_AIM OF THE TASK_:
Could you copy every line of the data that contains "blurred"?

*** Opening of EXERCISE DATA ***

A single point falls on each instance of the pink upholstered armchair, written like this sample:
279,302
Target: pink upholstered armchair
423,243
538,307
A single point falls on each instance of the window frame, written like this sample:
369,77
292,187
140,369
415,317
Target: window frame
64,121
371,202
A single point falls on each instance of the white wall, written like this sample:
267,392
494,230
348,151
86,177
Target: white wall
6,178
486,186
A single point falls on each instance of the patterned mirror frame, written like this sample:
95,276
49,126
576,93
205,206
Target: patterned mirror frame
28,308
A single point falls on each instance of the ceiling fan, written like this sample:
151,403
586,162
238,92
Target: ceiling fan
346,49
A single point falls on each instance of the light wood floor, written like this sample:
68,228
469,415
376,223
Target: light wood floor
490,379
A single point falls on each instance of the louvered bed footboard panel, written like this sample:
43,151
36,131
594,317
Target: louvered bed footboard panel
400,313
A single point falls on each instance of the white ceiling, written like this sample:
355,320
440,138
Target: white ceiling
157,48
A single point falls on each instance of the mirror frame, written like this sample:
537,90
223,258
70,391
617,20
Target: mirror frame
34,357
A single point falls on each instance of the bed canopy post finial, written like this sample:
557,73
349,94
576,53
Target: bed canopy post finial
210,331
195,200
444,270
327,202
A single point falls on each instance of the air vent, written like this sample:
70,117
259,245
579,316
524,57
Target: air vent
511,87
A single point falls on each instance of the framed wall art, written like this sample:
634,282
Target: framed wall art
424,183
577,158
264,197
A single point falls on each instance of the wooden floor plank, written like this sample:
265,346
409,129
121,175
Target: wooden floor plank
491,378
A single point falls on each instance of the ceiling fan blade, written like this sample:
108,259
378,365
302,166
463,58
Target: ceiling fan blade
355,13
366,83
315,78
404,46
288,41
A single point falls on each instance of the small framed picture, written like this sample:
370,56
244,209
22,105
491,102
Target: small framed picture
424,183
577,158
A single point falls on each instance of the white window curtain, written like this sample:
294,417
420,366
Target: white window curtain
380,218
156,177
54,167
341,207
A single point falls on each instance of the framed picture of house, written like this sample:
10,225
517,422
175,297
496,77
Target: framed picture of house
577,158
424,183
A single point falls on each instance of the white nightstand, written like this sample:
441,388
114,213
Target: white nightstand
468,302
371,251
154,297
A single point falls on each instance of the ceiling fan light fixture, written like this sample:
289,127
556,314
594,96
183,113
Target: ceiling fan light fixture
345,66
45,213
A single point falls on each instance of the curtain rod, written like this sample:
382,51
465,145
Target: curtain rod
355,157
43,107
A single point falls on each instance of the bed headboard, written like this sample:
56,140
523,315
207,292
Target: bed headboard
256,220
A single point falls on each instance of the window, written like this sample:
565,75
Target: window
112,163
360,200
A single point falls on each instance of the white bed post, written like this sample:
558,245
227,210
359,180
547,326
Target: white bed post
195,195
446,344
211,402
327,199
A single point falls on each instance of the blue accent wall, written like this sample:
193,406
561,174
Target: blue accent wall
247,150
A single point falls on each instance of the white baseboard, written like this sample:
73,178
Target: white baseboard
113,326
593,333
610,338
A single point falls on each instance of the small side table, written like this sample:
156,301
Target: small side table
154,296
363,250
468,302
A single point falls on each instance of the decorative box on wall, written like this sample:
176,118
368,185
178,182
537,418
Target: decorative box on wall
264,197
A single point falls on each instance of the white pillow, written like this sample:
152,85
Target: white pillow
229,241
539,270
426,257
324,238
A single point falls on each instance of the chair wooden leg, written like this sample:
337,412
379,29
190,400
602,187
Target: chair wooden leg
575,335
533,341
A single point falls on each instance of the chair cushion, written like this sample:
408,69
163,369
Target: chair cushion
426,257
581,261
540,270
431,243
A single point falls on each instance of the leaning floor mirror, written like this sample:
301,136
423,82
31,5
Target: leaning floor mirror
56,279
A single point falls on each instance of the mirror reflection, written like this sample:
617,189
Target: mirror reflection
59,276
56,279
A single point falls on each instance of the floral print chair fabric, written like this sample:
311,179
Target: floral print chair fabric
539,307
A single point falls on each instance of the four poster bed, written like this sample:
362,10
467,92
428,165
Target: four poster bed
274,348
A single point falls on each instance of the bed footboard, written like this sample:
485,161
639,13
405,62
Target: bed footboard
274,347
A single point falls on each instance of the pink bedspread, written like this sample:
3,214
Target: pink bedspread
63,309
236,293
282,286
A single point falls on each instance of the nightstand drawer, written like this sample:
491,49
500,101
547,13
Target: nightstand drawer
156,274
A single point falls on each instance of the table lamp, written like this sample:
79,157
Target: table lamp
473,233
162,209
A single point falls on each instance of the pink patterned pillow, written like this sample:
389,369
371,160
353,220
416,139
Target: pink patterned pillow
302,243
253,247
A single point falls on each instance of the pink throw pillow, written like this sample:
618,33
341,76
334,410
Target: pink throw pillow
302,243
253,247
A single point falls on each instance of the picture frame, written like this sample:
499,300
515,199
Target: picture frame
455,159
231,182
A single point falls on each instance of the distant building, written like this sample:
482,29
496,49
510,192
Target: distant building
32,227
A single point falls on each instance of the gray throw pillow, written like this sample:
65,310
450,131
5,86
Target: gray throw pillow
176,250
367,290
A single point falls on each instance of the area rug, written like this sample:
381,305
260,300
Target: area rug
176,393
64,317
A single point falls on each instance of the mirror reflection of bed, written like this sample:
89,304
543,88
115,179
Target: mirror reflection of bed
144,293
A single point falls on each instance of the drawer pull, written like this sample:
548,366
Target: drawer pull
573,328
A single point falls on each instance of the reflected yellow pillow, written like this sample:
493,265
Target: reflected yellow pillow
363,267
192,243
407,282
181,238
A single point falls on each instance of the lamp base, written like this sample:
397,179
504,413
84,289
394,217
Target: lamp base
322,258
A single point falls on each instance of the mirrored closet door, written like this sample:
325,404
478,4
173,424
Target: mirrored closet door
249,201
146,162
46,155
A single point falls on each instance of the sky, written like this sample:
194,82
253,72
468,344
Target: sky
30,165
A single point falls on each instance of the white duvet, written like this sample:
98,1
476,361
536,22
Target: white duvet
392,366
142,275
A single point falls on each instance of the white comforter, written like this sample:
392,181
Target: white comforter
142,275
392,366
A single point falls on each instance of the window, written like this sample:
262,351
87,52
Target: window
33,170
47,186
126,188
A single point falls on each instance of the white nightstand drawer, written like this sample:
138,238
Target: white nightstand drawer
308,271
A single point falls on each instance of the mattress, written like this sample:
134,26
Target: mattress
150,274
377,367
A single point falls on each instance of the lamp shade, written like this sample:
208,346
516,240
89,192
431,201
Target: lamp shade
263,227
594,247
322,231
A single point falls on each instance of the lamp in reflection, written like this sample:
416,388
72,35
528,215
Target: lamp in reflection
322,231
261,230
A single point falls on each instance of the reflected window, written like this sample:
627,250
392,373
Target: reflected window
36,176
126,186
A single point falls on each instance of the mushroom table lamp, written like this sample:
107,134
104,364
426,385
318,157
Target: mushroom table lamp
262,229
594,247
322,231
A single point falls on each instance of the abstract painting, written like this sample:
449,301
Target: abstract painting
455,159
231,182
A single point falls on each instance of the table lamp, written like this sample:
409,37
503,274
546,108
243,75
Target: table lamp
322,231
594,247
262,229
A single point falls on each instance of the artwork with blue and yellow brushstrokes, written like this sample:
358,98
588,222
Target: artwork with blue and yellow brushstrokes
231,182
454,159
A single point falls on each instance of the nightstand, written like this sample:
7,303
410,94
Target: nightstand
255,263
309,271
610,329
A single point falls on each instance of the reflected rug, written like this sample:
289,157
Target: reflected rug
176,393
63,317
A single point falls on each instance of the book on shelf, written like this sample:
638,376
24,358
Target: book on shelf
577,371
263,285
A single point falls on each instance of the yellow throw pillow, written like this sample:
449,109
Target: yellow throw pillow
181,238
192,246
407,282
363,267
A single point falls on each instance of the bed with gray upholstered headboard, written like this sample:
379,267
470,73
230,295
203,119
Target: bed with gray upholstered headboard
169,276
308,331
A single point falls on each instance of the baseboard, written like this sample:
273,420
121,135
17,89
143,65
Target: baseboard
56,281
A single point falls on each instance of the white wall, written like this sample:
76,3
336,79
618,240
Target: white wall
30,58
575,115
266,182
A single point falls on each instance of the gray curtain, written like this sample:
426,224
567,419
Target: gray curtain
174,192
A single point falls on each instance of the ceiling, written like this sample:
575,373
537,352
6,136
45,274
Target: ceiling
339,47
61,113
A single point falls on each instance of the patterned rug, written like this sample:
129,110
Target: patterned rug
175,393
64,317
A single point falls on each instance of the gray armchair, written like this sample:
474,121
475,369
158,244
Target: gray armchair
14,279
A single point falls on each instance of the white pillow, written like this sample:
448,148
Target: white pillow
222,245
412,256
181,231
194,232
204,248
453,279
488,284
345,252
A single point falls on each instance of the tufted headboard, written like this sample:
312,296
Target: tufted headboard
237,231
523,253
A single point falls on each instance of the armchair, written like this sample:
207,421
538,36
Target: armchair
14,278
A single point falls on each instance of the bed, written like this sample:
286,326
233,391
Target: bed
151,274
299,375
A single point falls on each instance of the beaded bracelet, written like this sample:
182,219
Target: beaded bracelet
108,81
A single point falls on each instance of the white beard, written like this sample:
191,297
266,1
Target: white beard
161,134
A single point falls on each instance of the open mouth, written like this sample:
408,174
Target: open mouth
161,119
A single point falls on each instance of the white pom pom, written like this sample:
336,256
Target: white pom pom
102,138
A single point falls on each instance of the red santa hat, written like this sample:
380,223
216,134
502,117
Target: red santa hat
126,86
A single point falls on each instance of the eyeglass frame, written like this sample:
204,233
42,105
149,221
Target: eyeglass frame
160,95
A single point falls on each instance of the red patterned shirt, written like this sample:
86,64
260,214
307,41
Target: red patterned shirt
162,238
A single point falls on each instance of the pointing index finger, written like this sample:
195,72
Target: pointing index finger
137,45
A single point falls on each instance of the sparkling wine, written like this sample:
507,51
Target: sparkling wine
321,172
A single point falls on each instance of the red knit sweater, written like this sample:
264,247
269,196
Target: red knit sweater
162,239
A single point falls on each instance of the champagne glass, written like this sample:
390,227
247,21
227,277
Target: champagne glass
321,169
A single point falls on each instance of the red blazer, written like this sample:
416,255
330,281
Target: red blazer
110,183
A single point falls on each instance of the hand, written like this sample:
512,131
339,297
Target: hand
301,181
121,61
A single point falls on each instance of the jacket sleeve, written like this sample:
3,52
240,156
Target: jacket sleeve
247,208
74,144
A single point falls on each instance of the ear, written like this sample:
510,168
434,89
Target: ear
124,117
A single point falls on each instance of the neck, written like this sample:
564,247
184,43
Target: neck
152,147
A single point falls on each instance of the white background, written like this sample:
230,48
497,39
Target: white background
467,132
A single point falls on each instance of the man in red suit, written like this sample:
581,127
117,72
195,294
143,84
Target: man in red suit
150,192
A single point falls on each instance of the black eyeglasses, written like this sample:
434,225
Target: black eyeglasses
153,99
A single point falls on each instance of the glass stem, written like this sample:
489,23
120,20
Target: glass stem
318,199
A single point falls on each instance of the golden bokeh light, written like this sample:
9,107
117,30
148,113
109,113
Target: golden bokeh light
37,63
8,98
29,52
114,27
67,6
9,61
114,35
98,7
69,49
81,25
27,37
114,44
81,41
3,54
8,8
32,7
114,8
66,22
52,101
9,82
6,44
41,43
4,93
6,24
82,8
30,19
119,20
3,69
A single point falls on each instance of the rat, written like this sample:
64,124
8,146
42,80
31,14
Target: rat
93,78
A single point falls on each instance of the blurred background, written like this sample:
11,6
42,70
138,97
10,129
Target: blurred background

*** Close of EXERCISE DATA ***

_ANSWER TO THIS PROBLEM_:
A single point falls on each instance of the blurred background, written like this sample:
Target: blurred background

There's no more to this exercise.